__PROBLEM TO SOLVE__. The records below must be retyped exactly.

__ENTRIES SUPPLIED__.

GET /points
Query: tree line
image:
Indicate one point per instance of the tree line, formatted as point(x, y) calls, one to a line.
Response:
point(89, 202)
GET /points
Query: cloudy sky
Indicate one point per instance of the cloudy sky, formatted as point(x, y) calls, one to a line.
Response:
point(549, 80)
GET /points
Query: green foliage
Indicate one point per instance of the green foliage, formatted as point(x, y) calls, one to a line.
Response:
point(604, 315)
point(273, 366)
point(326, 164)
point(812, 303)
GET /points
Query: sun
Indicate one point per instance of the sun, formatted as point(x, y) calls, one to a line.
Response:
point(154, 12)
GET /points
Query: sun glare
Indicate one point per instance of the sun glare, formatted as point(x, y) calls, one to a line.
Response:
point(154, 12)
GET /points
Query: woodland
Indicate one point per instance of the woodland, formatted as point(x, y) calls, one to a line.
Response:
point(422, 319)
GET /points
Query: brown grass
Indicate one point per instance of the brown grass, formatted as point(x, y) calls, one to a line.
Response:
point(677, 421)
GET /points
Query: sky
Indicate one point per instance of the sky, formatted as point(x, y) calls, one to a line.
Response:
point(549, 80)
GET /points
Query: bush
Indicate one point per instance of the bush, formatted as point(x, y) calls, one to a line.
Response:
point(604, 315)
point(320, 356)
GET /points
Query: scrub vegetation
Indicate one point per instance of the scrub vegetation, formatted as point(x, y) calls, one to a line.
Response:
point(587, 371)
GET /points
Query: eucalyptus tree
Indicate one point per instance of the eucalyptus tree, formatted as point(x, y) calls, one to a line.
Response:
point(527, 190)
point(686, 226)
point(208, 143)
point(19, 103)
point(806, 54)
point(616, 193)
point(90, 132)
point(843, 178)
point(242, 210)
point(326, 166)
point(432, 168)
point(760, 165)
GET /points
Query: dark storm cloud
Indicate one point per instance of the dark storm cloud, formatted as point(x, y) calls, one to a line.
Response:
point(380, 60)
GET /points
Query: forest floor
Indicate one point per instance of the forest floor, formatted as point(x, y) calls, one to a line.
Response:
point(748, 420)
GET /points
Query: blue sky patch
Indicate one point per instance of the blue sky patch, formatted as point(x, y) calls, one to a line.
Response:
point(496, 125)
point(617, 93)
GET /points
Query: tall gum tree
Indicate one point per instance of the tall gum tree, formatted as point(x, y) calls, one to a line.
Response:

__TASK OUTPUT__.
GET /points
Query: tree line
image:
Indicate one point per instance of the tree line, formatted as point(x, y) calls, one to a line.
Response:
point(89, 202)
GET /points
Query: cloudy sky
Indicate one point per instance of the cloudy sky, formatted as point(x, y) calls, one to a line.
Response:
point(549, 80)
GET /points
Query: green foliage
Indicate one point per instance of the green foliage, formatted as point(x, y) calls, one to a line.
Response:
point(604, 315)
point(273, 366)
point(326, 164)
point(812, 303)
GET /points
Query: sun
Indicate one point per instance of the sun, formatted as point(x, y) calls, one to a line.
Response:
point(154, 12)
GET /points
Query: sun glare
Indicate one point per instance of the sun glare, formatted as point(x, y) calls, one to a line.
Response:
point(154, 12)
GET /points
Query: woodland
Indicate one point per instance of the woodland, formatted as point(x, y) calls, one to a line.
Response:
point(422, 319)
GET /points
Query: brown grass
Indicate one point per instance of the brown grass, formatted as point(x, y) calls, one to a line.
Response:
point(677, 421)
GET /points
Query: sky
Indicate one point per instance of the sky, formatted as point(x, y) calls, one to a line.
Response:
point(549, 80)
GET /points
Query: bush
Indicate one point per instance of the bush, formatted as point(x, y) calls, one to a line.
Response:
point(604, 315)
point(320, 356)
GET /points
Query: scrub vegetation
Indicate one point per instance of the scrub vegetation, formatted as point(x, y) calls, one to a line.
Response:
point(587, 371)
GET /points
Query: eucalyptus tree
Indicate one point per instance of the eucalyptus tree, formatted as point(x, y) calls, one to a line.
Response:
point(527, 190)
point(686, 226)
point(208, 143)
point(19, 103)
point(806, 54)
point(616, 193)
point(90, 132)
point(843, 178)
point(242, 210)
point(326, 166)
point(432, 168)
point(760, 165)
GET /points
Query: dark storm cloud
Indicate one point per instance of the dark storm cloud, formatted as point(x, y) calls, one to a line.
Response:
point(380, 60)
GET /points
Query: forest floor
Indicate one point per instance of the forest floor, formatted as point(x, y) calls, one to a line.
Response:
point(748, 420)
GET /points
Query: blue sky patch
Indicate one point per instance of the blue sky patch, formatted as point(x, y) calls, one to a line.
Response:
point(496, 125)
point(617, 93)
GET /points
Query: tall gum tree
Indicate one point per instance of the tall gum tree, formatted as point(x, y) calls, one to a line.
Response:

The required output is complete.